# Kutipan Sumber
┌──
Satu jam sebelum Enola Gay tinggal landas, tiga pesawat yang berukuran lebih kecil lebih dahulu take off. Ketiga pesawat ini dikirim untuk memantau cuaca di tiga kota itu. Straight Flush memantau Hiroshima, Jabbitt III menuju Kokura, dan yang terakhir Full House menuju Nagasaki.
8.30 pagi waktu di jam tangan Tibbets, atau 7.30 pagi waktu Jepan, Straight Flush mengirimkan kabar: cuaca Hiroshima terang.
“It’s Hiroshima,” kata Tibbets kepada semua krunya melanjutkan kabar dari Straight Flush.
Bersamaan dengan itu Enola Gay menambah ketinggian 30.700 kaki. Ini adalah ketinggian yang diperkirakan aman untuk menghindarkan gelombang balik dari ledakan bom, dan juga diperkirakan aman dari serangan pesawat-pesawat tempur Jepang yang merasa pesawat musuh di ketinggian itu tidak membahayakan. Dan karenanya, pesawat tempur Jepang tak mau membuang tenaga untuk menghadang.
Sementara dari ketinggian seperti itu, kata Tibbets, sasaran bom hanyalah gedung-gedung, jembatan, jalan raya, pelabuhan. Walaupun tentu saja ada manusia di bawah sana.
“The tragic consequences of humanity are erased from one’s thought in wartime because war itself is a human tragedy,” tulisnya.
***
Saya kembali berhenti membaca. Bis A sudah sampai di persimpangan Kapiolani dan Keeaumoku. Saya turun di halte, menyeberang jalan sambil setengah berlari menuju toko Apple di kompleks Ala Moana.
Setelah mendapatkan apa yang saya cari, voice recorder Belkin untuk iPod saya, saya segera meninggalkan Ala Moana. Mission accomplished. Mungkin seperti Tibbets dan Enola Gay setelah mereka menjatuhkan “Little Boy”. Dalam perjalan pulang, saya tak sempat membaca Enola Gay. Sebagai gantinya saya sibuk mencoba-coba voice recorder baru itu.
└──
Nyatakan apakah setiap pernyataan berikut sesuai dengan teks tentang Enola Gay di atas: (a) Straight Flush bertugas memantau cuaca di Hiroshima; (b) Enola Gay tinggal landas satu jam lebih awal daripada tiga pesawat lainnya; (c) Straight Flush melaporkan bahwa cuaca Hiroshima terang. Jawab ya atau tidak untuk masing-masing, disertai kata-kata penentu dari teks yang dikutip tanpa diubah.

# Materi Ekstraksi
┌──
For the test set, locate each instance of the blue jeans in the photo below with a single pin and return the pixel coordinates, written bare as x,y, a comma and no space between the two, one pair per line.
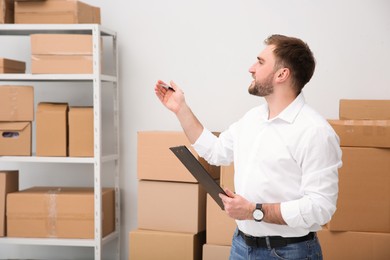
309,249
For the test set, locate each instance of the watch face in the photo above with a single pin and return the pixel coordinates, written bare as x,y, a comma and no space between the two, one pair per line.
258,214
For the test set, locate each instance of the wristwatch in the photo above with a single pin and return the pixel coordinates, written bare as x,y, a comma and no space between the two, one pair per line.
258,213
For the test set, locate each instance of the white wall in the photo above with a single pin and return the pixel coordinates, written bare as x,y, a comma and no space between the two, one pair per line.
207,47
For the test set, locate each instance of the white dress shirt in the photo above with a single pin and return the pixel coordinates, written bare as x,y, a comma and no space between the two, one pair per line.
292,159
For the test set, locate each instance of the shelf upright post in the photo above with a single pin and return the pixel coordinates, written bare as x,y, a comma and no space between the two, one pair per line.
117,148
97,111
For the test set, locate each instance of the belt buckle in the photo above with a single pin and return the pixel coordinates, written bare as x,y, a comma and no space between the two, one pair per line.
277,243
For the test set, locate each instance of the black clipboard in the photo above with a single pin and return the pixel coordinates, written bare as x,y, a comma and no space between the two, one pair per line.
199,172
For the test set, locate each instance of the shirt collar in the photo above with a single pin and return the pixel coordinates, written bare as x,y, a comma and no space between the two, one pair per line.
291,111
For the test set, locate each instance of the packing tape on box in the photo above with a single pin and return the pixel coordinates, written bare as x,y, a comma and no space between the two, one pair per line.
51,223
└──
# Jawaban Tugas
(a) Ya: "Straight Flush memantau Hiroshima"
(b) Tidak: "Satu jam sebelum Enola Gay tinggal landas, tiga pesawat yang berukuran lebih kecil lebih dahulu take off."
(c) Ya: "Straight Flush mengirimkan kabar: cuaca Hiroshima terang."